◆ The task
Quote every row below word for word, omitting the pictures.
-- start --
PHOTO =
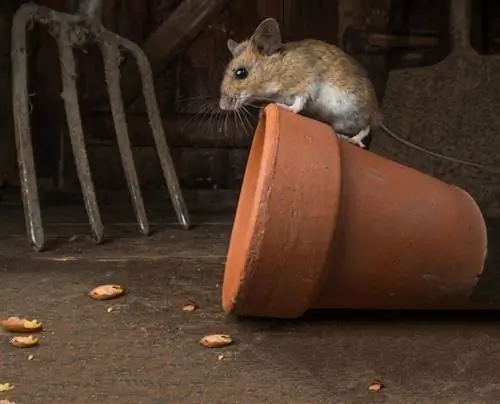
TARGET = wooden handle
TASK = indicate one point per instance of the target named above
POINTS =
(460, 22)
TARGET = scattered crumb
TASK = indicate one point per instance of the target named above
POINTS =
(16, 324)
(6, 387)
(375, 385)
(189, 306)
(216, 340)
(24, 342)
(106, 292)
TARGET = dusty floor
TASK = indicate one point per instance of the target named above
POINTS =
(146, 349)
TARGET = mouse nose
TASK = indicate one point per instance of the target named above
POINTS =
(224, 102)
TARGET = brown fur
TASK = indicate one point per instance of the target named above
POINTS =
(280, 71)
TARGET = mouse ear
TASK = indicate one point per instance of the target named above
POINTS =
(236, 48)
(267, 37)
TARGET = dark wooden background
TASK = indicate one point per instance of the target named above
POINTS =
(209, 151)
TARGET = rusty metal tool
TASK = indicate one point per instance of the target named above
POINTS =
(70, 31)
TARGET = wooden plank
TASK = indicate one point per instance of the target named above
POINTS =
(197, 168)
(316, 20)
(180, 130)
(185, 23)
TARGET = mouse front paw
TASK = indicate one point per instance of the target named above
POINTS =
(285, 106)
(357, 142)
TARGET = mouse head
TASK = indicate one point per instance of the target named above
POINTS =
(251, 74)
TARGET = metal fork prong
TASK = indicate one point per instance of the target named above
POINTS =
(156, 125)
(71, 105)
(111, 57)
(22, 129)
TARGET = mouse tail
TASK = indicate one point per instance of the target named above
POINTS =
(407, 143)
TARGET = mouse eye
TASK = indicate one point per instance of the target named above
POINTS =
(241, 73)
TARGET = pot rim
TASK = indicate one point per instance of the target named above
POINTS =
(274, 169)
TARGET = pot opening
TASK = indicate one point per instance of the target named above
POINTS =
(249, 210)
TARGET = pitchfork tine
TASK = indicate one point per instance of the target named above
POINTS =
(70, 97)
(20, 103)
(111, 56)
(156, 124)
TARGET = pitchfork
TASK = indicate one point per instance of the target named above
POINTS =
(74, 31)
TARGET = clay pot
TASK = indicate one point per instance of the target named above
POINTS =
(322, 223)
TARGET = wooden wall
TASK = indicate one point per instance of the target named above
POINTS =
(209, 151)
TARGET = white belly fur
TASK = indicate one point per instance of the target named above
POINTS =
(334, 106)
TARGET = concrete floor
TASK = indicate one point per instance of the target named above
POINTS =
(146, 349)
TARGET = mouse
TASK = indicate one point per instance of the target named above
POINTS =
(309, 77)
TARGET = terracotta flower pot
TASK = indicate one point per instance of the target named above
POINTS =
(324, 224)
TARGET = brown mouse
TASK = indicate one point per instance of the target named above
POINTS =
(311, 77)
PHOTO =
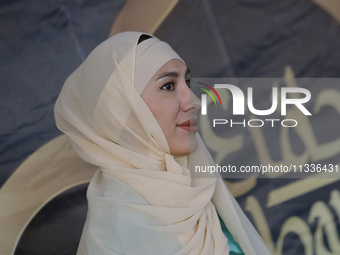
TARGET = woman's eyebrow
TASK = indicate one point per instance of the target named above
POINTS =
-- end --
◆ Complete output
PHOTO =
TARGET = wooden handle
TASK = indicate one point per instance of the target named above
POINTS =
(460, 22)
TARGET = scattered crumb
TASK = indicate one point per instance of the target named above
POINTS =
(16, 324)
(6, 387)
(375, 385)
(189, 306)
(216, 340)
(24, 342)
(106, 292)
TARGET = dusty floor
TASK = indicate one point per instance of the target named above
POINTS =
(146, 349)
TARGET = mouse nose
TASK = indicate one point per instance of the target named above
POINTS =
(224, 102)
TARGET = brown fur
TASK = indicate one point per instance of the target named above
POINTS =
(280, 71)
TARGET = mouse ear
TASK = indicate one point per instance of the target named above
POINTS =
(236, 48)
(267, 37)
TARGET = dark wooden background
TASK = indicate one point per instance of the target named above
POINTS =
(209, 151)
TARGET = rusty metal tool
TASK = indicate one point per instance of the target named above
POINTS =
(70, 31)
TARGET = wooden plank
TASK = indicate one point per instance of the target named above
POINTS =
(197, 168)
(316, 20)
(180, 130)
(185, 23)
TARGET = mouse front paw
TASK = indicate one point per instance of the target named above
POINTS =
(285, 106)
(357, 142)
TARGET = mouse head
TASK = indicate one point per instance of the target named above
POINTS =
(251, 74)
TARGET = metal fork prong
TASK = indicate one point per instance of the target named above
POINTS =
(156, 125)
(71, 105)
(111, 57)
(22, 129)
TARGET = mouse tail
TASK = indicate one point per instance of the target named above
POINTS =
(407, 143)
TARGET = mouse eye
TASK = indicate one point per instance of the target named above
POINTS =
(241, 73)
TARGET = pot rim
TASK = indicate one point per instance of the target named above
POINTS =
(274, 169)
TARGET = pot opening
TASK = indicate one point per instance of the target named above
POINTS =
(249, 210)
TARGET = pitchfork tine
TASK = indicate one point per instance of the target named above
POINTS =
(70, 97)
(20, 103)
(111, 56)
(156, 124)
TARGET = pitchfork
TASK = indicate one point per instance of the target named above
POINTS =
(74, 31)
TARGET = clay pot
TASK = indicate one point per instance of the target named above
POINTS =
(322, 223)
TARGET = wooden wall
TASK = indicate one point per instance of the target named above
POINTS =
(209, 151)
TARGET = white belly fur
TASK = indicate one point per instance of the target named above
POINTS =
(334, 106)
TARGET = concrete floor
TASK = indicate one point per instance of the target named above
POINTS =
(146, 349)
TARGET = mouse
TASK = indicate one point per instance of the target named above
POINTS =
(309, 77)
TARGET = terracotta flower pot
TASK = indicate one point per instance of the target named above
POINTS =
(324, 224)
TARGET = brown mouse
TASK = indicate one point per instance of the target named above
POINTS =
(311, 77)
PHOTO =
TARGET = woman's eyebrow
TASK = indicate one point per instance of the target named above
POINTS =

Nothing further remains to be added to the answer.